■ Exercise brief:
Reproduce every record below exactly as it appears.

--- Start ---

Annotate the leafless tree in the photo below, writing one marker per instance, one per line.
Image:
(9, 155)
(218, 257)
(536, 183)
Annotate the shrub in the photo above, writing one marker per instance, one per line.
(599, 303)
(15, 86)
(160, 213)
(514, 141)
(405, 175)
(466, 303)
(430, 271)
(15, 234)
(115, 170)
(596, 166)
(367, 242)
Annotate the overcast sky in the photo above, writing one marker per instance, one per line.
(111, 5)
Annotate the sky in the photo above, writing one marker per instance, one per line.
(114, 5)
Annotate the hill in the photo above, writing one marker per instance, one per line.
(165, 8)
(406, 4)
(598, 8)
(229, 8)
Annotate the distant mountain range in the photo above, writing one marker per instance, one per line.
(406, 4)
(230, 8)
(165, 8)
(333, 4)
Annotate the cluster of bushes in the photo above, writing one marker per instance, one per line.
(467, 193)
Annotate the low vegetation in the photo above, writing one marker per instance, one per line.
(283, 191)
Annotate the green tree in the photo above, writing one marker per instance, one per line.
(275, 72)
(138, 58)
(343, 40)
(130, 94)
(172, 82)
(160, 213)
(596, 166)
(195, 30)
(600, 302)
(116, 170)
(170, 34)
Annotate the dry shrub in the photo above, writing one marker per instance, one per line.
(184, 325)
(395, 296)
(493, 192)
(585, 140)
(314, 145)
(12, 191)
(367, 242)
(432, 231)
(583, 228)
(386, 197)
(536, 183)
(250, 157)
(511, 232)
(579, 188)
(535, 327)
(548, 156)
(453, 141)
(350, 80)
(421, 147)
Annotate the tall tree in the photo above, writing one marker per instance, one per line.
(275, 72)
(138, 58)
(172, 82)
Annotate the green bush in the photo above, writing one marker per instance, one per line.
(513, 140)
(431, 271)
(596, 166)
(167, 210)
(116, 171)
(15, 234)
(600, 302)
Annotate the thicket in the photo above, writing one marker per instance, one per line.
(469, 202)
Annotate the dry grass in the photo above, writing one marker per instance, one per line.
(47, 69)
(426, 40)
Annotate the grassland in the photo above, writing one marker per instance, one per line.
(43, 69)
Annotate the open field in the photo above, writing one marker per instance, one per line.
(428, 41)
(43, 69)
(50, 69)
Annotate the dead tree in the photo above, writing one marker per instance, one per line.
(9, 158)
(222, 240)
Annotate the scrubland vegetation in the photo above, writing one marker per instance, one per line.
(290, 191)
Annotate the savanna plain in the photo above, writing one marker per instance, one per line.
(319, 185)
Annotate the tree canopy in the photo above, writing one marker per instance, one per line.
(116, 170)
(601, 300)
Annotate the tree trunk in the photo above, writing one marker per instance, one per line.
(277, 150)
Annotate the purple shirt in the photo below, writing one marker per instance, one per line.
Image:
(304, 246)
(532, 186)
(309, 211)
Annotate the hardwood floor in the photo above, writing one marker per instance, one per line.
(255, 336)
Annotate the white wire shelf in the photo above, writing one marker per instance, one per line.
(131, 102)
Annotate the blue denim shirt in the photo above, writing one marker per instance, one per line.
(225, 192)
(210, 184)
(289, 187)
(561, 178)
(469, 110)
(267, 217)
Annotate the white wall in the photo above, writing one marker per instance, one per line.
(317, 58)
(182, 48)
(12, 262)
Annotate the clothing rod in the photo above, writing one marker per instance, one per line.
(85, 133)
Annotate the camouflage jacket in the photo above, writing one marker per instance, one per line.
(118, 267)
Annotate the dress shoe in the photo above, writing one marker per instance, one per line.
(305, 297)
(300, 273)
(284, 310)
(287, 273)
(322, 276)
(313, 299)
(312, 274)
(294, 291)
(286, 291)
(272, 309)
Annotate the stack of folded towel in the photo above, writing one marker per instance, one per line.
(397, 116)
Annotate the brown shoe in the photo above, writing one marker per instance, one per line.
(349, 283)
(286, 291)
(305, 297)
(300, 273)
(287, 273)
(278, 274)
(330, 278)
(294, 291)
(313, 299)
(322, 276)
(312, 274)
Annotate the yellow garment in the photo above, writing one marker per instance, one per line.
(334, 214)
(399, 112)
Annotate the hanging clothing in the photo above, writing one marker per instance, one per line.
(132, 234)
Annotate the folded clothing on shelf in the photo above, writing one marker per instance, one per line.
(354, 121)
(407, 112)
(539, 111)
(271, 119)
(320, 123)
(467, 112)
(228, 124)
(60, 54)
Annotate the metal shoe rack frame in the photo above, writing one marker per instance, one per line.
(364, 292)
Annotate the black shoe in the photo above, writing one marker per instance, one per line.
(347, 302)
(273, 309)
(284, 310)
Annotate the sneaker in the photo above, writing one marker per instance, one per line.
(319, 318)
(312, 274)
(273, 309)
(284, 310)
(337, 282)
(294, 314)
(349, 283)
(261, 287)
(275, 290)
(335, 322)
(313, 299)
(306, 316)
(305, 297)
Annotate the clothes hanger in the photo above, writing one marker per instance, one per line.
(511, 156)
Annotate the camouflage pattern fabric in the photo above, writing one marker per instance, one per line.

--- End ---

■ Written solution:
Annotate the leafless tree in the photo below, writing one marker per instance, one per line.
Image:
(9, 155)
(218, 257)
(536, 183)
Annotate the shrub in the photo above, writing one marker per instance, one per line.
(599, 303)
(15, 86)
(160, 213)
(514, 141)
(405, 175)
(466, 303)
(430, 271)
(15, 234)
(115, 170)
(596, 166)
(367, 242)
Annotate the overcast sky in the photo above, writing one marker per instance, one per line.
(111, 5)
Annotate the sky in the photo above, writing one marker per instance, one per line.
(114, 5)
Annotate the hill in the photo above, writing one marker per instance, one per line.
(165, 8)
(406, 4)
(598, 8)
(229, 8)
Annotate the distant mountain range in the photo above, writing one marker per instance, one per line.
(406, 4)
(230, 8)
(165, 8)
(333, 4)
Annotate the cluster of bushes in the photo above, writing one marker per instance, one per line.
(467, 193)
Annotate the low vegetation in the photo above, writing one marker per instance, one per line.
(283, 191)
Annotate the green tree in the photo above, writing one marker per instance, one per line.
(275, 72)
(138, 58)
(343, 40)
(130, 94)
(172, 82)
(160, 213)
(596, 166)
(195, 30)
(600, 302)
(116, 170)
(170, 34)
Annotate the dry shrub in the photo above, writing one marker per instance, one per line.
(184, 325)
(395, 296)
(493, 192)
(585, 140)
(314, 145)
(12, 191)
(367, 242)
(432, 231)
(583, 228)
(386, 197)
(536, 183)
(250, 157)
(511, 232)
(579, 188)
(535, 327)
(548, 156)
(453, 141)
(350, 80)
(421, 147)
Annotate the tall tree in the photo above, writing one marker per instance, one per line.
(275, 72)
(138, 58)
(172, 82)
Annotate the green bush in the photo above, writing one marker per instance, one per line.
(513, 140)
(431, 271)
(596, 166)
(167, 210)
(116, 171)
(15, 234)
(600, 302)
Annotate the thicket in the photo above, writing one marker per instance, one per line.
(469, 202)
Annotate the dry grass in the photo above, writing one marker per instance, one per line.
(47, 69)
(426, 40)
Annotate the grassland in the photo above, writing one marker per instance, one per line.
(43, 69)
Annotate the open field in the photo above, writing one marker per instance, one per line.
(428, 41)
(43, 69)
(50, 69)
Annotate the dead tree in the photo above, writing one marker per instance, one per line.
(9, 158)
(222, 240)
Annotate the scrubland vegetation in the photo above, writing one marker per instance, one per line.
(290, 191)
Annotate the savanna plain in the photo above, writing one marker per instance, one per line.
(319, 185)
Annotate the tree canopy in the photo above, writing one marker per instance, one per line.
(116, 170)
(601, 300)
Annotate the tree trunk in the photo above, writing one marker per instance, one per line.
(277, 150)
Annotate the purple shirt in the photo below, writing one marker per instance, one per line.
Image:
(304, 246)
(532, 186)
(309, 211)
Annotate the hardwood floor in the photo above, writing one marker per instance, one per line.
(255, 336)
Annotate the white wire shelf in the photo above, writing one marker per instance, one per line.
(131, 102)
Annotate the blue denim shirt in the photo above, writing one marker per instance, one per line.
(225, 192)
(210, 184)
(289, 187)
(561, 178)
(469, 110)
(267, 217)
Annotate the white wall in the photo above, writing one marker per instance, one per line.
(317, 58)
(182, 48)
(12, 262)
Annotate the clothing rod in the photo above, writing one marker per instance, one per line.
(85, 133)
Annotate the camouflage jacket in the photo above, writing one marker per instance, one per line.
(118, 267)
Annotate the dress shoe in the photo above, writing one marker per instance, one per line.
(305, 297)
(300, 273)
(284, 310)
(287, 273)
(322, 276)
(313, 299)
(312, 274)
(294, 291)
(286, 291)
(272, 309)
Annotate the stack of folded towel in the photo above, writing one marker per instance, one per line.
(397, 116)
Annotate the brown shoe in the photo above, writing one marker per instance, one per line.
(349, 283)
(286, 291)
(305, 297)
(300, 273)
(287, 273)
(278, 274)
(330, 278)
(294, 291)
(313, 299)
(322, 276)
(312, 274)
Annotate the yellow garment in the photo above, writing one marker per instance, one per line.
(334, 214)
(399, 112)
Annotate the hanging clothing in the photo above, writing one marker per instance, one per line.
(132, 234)
Annotate the folded clothing on shelf in the photo above, writing one marker per instance, one per line.
(354, 121)
(407, 112)
(539, 111)
(271, 119)
(320, 123)
(467, 112)
(228, 124)
(60, 54)
Annotate the metal shoe rack frame in the photo above, writing one marker per instance, one per line.
(364, 292)
Annotate the black shoe in the photo above, writing one marker per instance, one per line.
(347, 302)
(273, 309)
(284, 310)
Annotate the sneaker in the photo above, writing one marker per instance, one per line.
(319, 318)
(312, 274)
(273, 309)
(284, 310)
(337, 282)
(294, 314)
(349, 283)
(261, 287)
(275, 290)
(335, 322)
(313, 299)
(306, 316)
(305, 297)
Annotate the clothes hanger in the photo above, writing one marker per instance, one per line.
(511, 156)
Annotate the camouflage pattern fabric in the photo above, writing one marker per instance, one per line.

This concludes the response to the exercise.